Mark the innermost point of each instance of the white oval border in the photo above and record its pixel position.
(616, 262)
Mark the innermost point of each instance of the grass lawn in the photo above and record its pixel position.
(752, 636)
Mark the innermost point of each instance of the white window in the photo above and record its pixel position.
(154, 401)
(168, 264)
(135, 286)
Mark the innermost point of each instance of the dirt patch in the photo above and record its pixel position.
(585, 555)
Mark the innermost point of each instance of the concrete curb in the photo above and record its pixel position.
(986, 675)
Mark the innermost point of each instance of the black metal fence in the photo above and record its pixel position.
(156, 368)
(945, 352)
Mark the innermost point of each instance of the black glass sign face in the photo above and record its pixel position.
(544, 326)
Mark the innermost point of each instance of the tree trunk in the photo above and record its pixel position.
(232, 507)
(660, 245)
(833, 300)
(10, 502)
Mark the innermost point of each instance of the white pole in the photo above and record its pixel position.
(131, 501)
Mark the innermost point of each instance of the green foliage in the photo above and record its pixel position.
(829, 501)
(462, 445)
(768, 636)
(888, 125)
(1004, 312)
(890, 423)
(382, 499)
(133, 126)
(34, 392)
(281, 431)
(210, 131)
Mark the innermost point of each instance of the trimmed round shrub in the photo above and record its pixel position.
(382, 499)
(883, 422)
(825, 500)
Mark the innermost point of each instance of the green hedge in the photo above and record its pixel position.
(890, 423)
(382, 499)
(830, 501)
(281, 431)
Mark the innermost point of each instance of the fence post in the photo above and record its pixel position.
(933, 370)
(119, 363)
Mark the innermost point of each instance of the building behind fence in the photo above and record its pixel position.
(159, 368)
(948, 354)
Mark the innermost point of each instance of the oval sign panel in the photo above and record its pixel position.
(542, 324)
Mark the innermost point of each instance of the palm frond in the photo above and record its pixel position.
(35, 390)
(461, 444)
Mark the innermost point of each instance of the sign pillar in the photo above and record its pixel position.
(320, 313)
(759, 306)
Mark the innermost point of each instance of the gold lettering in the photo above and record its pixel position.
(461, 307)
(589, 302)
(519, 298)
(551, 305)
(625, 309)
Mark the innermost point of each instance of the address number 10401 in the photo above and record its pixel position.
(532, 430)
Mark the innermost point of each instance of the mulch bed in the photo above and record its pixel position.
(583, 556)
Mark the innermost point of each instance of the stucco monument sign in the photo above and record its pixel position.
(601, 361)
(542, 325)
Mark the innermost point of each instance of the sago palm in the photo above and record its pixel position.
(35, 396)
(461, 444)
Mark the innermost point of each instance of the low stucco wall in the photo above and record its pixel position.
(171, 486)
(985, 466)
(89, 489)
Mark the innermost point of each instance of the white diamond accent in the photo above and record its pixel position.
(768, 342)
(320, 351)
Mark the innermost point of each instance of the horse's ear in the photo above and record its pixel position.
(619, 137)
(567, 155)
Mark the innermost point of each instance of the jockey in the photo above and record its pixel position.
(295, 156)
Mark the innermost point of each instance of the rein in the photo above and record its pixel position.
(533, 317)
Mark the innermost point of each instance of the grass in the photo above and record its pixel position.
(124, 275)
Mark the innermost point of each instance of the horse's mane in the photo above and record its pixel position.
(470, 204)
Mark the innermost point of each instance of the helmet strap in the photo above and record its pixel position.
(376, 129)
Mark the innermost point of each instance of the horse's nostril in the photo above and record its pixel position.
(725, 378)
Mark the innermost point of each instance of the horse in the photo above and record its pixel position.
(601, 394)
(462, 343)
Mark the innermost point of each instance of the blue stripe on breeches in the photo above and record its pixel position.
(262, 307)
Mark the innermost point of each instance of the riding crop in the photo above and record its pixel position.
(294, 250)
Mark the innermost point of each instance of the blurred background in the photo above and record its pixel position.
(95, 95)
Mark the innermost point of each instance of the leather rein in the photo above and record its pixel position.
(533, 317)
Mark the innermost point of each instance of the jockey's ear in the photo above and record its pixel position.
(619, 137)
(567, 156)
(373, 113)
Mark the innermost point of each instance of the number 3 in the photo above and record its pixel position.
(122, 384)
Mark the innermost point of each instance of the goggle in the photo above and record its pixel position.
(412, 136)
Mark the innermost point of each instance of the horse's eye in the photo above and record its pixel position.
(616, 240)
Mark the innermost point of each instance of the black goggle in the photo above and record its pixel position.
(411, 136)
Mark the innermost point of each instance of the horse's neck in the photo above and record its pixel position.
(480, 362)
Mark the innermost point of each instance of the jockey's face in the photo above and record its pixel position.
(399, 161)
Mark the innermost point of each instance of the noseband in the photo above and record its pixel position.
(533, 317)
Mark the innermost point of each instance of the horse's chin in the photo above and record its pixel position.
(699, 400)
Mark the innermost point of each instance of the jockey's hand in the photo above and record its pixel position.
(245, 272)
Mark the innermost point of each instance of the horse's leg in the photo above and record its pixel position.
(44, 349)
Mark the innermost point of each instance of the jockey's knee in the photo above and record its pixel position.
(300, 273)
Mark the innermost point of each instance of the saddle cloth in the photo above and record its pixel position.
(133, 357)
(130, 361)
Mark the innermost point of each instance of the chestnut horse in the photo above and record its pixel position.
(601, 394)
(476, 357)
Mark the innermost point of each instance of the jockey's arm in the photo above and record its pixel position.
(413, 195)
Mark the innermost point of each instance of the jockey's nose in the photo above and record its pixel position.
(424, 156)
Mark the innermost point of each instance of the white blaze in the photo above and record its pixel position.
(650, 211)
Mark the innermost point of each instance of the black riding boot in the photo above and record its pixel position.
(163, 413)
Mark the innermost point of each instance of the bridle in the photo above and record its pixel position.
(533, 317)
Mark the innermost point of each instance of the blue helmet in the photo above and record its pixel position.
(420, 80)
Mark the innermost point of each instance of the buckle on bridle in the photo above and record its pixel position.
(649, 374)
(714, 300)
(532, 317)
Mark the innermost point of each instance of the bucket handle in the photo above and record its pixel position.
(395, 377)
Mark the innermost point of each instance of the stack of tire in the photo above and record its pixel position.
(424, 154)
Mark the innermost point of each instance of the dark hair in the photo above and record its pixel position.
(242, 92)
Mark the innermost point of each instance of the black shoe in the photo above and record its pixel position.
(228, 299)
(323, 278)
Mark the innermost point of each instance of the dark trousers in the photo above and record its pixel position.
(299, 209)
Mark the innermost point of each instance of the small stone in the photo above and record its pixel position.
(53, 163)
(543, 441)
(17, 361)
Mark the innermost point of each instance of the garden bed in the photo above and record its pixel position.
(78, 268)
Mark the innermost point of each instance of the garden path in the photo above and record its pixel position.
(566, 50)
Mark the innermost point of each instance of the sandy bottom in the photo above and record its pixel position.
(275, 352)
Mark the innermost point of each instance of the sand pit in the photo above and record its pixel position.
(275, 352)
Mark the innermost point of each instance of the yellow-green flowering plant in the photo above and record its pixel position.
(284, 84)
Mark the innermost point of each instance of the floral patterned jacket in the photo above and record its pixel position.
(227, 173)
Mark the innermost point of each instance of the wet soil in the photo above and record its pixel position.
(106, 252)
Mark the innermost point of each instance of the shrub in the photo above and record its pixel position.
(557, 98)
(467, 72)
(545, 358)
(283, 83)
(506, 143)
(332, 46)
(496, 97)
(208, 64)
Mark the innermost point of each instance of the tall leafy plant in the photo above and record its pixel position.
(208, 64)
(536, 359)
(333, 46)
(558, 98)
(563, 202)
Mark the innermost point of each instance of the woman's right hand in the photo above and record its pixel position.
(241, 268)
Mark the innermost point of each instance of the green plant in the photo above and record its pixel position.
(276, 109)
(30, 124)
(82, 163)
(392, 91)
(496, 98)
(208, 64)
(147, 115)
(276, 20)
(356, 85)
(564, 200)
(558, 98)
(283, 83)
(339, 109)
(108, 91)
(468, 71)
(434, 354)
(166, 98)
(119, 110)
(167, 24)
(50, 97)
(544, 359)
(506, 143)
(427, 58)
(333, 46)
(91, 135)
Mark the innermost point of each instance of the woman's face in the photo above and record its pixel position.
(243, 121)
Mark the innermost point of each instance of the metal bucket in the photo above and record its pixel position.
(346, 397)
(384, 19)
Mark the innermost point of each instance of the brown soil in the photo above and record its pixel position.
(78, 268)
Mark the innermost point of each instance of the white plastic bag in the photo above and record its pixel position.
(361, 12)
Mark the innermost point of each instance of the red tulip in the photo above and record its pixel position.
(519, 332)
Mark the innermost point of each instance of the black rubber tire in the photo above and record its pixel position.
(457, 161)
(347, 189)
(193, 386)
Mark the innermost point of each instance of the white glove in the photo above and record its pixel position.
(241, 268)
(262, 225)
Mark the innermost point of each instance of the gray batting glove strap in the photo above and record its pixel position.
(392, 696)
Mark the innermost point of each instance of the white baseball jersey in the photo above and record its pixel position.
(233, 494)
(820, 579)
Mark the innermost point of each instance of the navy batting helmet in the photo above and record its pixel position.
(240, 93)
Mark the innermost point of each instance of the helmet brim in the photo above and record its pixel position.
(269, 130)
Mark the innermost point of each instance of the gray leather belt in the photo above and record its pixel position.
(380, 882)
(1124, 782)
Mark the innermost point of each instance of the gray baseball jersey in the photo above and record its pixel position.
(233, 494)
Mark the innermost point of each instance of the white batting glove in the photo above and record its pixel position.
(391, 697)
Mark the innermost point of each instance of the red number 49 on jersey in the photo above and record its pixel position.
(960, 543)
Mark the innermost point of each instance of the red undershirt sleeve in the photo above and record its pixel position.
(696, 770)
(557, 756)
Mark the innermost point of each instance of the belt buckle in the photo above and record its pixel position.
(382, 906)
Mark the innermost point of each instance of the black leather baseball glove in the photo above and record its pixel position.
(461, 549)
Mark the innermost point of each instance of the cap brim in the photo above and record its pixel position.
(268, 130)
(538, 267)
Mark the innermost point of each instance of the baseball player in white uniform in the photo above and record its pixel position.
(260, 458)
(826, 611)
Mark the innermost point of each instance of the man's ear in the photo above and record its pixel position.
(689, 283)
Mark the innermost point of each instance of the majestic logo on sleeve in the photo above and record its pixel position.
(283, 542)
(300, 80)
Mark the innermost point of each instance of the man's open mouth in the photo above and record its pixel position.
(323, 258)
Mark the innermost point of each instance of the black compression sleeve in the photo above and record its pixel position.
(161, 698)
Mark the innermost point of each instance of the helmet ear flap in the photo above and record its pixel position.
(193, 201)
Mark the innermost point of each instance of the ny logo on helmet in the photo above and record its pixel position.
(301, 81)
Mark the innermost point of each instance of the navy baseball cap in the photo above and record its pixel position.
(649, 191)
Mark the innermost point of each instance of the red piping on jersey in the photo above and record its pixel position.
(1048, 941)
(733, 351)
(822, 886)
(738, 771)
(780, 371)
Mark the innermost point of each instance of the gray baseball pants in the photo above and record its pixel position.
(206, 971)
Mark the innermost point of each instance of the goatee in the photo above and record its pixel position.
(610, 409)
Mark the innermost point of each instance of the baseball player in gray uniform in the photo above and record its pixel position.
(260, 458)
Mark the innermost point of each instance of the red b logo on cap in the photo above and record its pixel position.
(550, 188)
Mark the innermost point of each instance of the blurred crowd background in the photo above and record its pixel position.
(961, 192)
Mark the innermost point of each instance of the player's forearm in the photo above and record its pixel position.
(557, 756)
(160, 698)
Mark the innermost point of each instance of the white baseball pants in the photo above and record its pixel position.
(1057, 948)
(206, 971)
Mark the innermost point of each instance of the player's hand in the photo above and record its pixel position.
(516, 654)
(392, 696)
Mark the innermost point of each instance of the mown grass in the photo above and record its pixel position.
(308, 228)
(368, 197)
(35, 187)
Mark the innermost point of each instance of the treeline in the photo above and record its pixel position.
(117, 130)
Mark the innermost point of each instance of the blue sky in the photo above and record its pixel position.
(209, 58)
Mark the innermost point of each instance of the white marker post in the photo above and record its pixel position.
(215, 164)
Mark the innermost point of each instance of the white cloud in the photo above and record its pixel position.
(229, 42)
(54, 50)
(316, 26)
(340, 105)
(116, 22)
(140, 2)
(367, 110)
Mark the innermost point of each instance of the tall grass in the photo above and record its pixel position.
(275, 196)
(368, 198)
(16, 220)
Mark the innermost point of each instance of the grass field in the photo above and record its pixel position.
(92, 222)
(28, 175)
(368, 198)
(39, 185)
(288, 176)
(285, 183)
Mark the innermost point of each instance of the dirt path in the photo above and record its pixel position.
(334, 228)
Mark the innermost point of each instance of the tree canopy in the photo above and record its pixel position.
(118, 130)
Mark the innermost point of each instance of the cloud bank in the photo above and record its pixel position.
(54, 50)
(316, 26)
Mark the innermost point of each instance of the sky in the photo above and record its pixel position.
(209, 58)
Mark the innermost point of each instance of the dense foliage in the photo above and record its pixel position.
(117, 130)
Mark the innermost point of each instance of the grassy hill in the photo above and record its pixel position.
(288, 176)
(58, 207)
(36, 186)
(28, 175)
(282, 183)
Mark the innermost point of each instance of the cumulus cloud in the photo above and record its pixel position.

--------

# REQUEST
Scale the records above, starting with the line containing "Mark the innermost point of each instance of the white glove" and ending with the line containing "(1124, 782)", both included, and output only that part. Reproduce every line, requests included, and multiply each coordinate in the answers by 1.6, rounding to whole numbers with halves rounded up.

# RESULT FOR THIS EXERCISE
Mark the innermost point of each instance of the white glove in the photo above and record its pixel position.
(386, 429)
(419, 360)
Mark the innermost point of each instance of the gray batting glove strap in the photo above and record its pixel position.
(627, 1114)
Mark the innermost point of each instance of the white baseball jersey in the photo above and record its pixel position.
(373, 790)
(1312, 926)
Mark the innermost point of each instance of the navy batting helmet in the photo above and record its pixel position.
(384, 149)
Mark the innermost point of each instance of the helmet brim in the photo above and record its pixel position.
(430, 208)
Mark the innermost point of each instance of the gray leather belt in the photo above and record its pixel position.
(608, 1411)
(1798, 1251)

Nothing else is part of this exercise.